## Documento:
Bajo ese bombardeo comunicativo, pararse a mirar y estar atentos es algo cada vez más inusual.
Ese tiempo necesario a la contemplación se está perdiendo.
Ese tiempo tan fundamental para que las cosas penetren en nosotros y permanezcan en la memoria se está esfumando.
No es fácil educar en la mirada y en la atención a aquellos que parecen haber perdido el sentido de la contemplación. A quienes nos pasarían por encima a golpe de pulgar.
Así las cosas, las clases de Plástica e Historia del Arte son un momento privilegiado para que la mirada y la atención sean provocadas y entren en acción.
Planteo un recorrido que tiene su punto fuerte en el encuentro que se produce con los grandes autores de la historia del arte, para que nos acompañen durante el camino que los alumnos hacen a lo largo de su etapa en la Secundaria.

## Ítems proporcionados:
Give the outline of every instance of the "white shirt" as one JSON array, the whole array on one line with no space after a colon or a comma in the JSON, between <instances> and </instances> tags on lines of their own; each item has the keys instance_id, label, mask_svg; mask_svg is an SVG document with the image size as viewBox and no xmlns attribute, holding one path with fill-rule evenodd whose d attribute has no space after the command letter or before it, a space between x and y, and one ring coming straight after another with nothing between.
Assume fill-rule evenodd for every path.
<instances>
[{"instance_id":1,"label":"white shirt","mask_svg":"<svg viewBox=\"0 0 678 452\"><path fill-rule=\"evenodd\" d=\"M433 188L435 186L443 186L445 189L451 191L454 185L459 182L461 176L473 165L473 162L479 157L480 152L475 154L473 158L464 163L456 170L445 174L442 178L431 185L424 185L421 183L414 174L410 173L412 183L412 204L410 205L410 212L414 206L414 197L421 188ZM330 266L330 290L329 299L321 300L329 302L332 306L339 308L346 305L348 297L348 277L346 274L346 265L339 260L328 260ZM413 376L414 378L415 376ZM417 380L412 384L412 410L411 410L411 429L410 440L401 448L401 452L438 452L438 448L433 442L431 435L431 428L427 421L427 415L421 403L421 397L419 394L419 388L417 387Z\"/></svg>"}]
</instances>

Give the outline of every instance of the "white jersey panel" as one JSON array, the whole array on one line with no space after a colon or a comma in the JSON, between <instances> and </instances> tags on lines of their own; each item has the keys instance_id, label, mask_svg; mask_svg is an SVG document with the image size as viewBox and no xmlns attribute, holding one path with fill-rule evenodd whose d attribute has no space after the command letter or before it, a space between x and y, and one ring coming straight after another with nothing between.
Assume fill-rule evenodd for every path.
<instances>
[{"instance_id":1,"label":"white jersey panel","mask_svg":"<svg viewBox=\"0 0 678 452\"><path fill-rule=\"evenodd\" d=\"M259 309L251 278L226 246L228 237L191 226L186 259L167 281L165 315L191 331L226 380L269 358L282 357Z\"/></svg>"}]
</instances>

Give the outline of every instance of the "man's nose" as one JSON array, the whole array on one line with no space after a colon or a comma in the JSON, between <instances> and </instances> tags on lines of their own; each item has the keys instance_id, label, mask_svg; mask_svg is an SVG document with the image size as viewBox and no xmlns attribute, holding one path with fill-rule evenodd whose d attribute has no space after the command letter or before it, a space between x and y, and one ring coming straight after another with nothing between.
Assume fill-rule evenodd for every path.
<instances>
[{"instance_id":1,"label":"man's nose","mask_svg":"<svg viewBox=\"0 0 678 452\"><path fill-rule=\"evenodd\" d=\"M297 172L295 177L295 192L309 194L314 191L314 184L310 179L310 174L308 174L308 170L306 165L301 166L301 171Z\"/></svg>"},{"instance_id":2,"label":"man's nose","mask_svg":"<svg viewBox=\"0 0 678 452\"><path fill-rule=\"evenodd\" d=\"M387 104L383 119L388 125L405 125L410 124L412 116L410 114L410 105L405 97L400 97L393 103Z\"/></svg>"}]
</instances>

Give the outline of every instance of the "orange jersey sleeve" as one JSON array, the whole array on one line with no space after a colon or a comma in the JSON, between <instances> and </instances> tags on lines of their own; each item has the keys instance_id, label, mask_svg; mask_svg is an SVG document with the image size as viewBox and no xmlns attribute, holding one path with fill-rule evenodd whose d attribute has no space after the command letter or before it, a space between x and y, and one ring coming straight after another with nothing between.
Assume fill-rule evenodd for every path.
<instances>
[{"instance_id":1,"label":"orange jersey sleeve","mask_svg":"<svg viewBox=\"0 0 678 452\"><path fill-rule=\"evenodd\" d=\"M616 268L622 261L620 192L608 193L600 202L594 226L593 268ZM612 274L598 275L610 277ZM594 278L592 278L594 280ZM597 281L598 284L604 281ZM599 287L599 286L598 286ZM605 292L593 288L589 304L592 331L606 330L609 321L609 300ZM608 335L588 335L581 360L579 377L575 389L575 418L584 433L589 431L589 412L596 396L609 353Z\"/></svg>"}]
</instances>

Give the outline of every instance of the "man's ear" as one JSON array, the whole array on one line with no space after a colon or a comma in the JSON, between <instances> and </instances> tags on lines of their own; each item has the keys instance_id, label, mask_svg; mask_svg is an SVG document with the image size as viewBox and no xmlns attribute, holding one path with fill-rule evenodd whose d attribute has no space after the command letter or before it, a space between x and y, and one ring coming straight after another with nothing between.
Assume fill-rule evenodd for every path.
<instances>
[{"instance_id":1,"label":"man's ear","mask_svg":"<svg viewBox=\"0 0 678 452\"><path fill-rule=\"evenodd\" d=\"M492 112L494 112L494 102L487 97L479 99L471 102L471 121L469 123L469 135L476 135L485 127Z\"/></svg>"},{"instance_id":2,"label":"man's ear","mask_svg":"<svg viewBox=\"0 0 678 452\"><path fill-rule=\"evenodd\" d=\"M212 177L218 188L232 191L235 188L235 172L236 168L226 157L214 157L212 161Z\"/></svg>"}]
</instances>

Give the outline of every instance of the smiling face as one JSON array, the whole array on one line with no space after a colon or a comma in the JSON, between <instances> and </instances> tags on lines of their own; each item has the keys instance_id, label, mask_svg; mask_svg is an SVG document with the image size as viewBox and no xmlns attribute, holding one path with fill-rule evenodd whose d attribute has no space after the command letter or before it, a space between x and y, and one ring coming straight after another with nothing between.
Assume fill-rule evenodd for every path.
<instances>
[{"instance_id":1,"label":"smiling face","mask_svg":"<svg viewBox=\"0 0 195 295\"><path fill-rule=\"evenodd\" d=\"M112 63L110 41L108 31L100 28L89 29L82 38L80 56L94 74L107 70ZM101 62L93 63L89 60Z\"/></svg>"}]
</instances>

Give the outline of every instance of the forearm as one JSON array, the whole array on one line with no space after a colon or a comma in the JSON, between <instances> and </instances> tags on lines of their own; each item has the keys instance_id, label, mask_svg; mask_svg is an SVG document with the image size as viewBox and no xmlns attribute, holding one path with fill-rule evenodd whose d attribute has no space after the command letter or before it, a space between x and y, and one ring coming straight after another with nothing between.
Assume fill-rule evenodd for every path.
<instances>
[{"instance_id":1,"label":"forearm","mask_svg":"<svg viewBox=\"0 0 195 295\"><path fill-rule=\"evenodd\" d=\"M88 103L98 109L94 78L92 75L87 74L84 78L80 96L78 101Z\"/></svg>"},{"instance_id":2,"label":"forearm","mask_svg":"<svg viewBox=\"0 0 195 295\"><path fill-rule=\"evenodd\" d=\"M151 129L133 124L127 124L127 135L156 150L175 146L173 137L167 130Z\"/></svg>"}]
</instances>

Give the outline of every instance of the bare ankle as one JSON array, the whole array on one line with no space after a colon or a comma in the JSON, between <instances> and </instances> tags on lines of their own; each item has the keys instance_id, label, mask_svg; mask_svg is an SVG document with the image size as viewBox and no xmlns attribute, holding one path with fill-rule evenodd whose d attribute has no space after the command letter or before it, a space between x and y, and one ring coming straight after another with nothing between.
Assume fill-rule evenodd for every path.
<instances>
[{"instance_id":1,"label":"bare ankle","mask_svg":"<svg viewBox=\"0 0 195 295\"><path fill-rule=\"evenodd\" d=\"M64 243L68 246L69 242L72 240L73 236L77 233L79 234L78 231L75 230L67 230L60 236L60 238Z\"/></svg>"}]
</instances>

## Tarea:
Continúa el documento sobre la educación de la mirada a partir de su última oración. Los ítems no guardan ninguna relación con el documento sobre la educación de la mirada.

## Resultado:
La sola posibilidad de realizar un recorrido con ellos facilita que estas capacidades puedan desarrollarse a lo largo de los estudios. Muchas veces llegan a entender; más tarde, con el paso del tiempo. El tiempo es necesario para comprender.
Toda la programación de estos cuatro años de la ESO presenta algunas variaciones, si bien los conceptos fundamentales se mantienen.
Del mismo modo, conservo la clase inicial el primer día en el curso de primero de la ESO.
Siempre empiezo con la misma clase. Es mi manera de presentarles lo que harán desde ese momento hasta que se marchen al terminar el ciclo de Secundaria.
Entro en clase. Para mí son alumnos nuevos. No conozco sus nombres, no sé cómo dibujan ni si son buenos o malos alumnos. Voy paseando por la clase mientras les entrego un papel A4 a cada uno de ellos. Les pregunto su nombre, los miro a la cara e intento que esa información se vincule a esos ojos que me miran.
Termino de repartir los folios. Me dirijo a la pizarra. De pie, delante de ellos, empiezo.
—Ahora vaciáis la mesa y os quedáis solo con el folio que os he dado puesto en horizontal y con un lápiz HB.
Todos están listos. Continúo.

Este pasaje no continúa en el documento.